[Point localization data]
:::::
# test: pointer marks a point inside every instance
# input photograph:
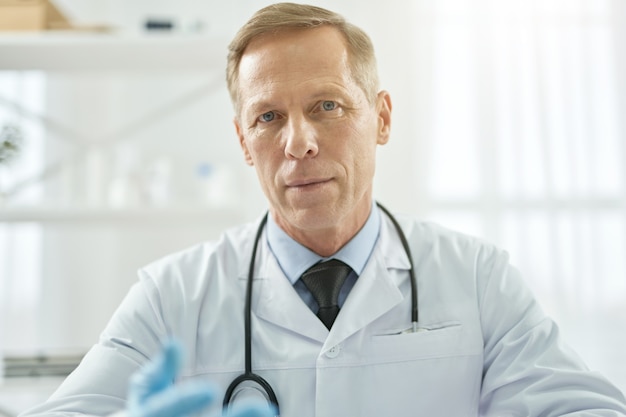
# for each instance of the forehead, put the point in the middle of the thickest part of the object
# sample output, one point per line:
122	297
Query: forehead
294	58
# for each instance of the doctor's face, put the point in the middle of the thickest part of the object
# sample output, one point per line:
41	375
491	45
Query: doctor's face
310	131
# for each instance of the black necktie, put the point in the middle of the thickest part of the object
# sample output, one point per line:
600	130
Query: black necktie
325	280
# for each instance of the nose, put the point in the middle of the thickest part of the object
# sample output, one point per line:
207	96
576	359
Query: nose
301	139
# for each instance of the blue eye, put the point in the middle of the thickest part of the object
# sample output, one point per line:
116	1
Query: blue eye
267	117
329	105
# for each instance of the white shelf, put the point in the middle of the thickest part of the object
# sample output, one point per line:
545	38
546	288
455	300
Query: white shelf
178	214
80	51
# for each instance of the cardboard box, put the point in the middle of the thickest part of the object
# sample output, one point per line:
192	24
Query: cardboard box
31	15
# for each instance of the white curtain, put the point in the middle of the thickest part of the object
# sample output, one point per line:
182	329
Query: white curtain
519	135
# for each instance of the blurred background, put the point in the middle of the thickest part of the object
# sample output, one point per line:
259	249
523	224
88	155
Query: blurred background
509	124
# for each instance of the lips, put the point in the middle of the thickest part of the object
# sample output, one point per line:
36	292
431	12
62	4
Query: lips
304	182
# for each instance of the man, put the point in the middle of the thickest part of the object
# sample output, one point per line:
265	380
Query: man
309	117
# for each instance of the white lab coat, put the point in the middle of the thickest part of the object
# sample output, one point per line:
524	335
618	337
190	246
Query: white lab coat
486	347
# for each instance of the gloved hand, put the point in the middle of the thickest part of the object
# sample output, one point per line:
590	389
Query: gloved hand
152	392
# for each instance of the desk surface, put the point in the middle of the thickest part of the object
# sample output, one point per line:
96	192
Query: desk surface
19	394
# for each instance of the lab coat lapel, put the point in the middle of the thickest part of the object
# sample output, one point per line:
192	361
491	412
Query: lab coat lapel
376	290
275	300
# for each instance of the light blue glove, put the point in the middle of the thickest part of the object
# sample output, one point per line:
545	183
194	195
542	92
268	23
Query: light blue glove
152	392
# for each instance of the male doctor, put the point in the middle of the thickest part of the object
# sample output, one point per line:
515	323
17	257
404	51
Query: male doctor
309	117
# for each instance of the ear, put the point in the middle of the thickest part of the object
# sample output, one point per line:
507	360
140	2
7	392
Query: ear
383	107
242	143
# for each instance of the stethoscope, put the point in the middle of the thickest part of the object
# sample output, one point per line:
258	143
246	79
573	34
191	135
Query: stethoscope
250	377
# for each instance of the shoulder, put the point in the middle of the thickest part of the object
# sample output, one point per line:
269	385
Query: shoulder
432	238
205	260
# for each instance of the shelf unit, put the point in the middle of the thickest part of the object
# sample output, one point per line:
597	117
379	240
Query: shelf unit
224	215
80	51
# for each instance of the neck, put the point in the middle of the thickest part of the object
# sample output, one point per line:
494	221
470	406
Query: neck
326	241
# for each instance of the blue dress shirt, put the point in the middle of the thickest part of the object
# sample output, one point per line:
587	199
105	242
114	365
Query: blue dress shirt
294	258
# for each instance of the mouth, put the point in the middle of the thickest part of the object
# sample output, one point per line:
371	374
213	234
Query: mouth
307	183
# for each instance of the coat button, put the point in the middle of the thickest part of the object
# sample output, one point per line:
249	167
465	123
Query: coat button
333	352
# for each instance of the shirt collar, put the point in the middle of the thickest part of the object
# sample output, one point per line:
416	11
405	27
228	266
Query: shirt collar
294	258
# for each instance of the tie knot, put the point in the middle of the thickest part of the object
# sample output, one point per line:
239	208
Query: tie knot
325	280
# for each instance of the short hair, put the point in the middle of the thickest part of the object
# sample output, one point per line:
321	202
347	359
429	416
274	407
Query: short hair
:::::
| TASK DIRECTIONS |
Which lines of the data hold the string "hair"? Return each of them.

| TASK SOLUTION |
# for each instance of the short hair, put the point in the middle of the thickest part of the object
Query: short hair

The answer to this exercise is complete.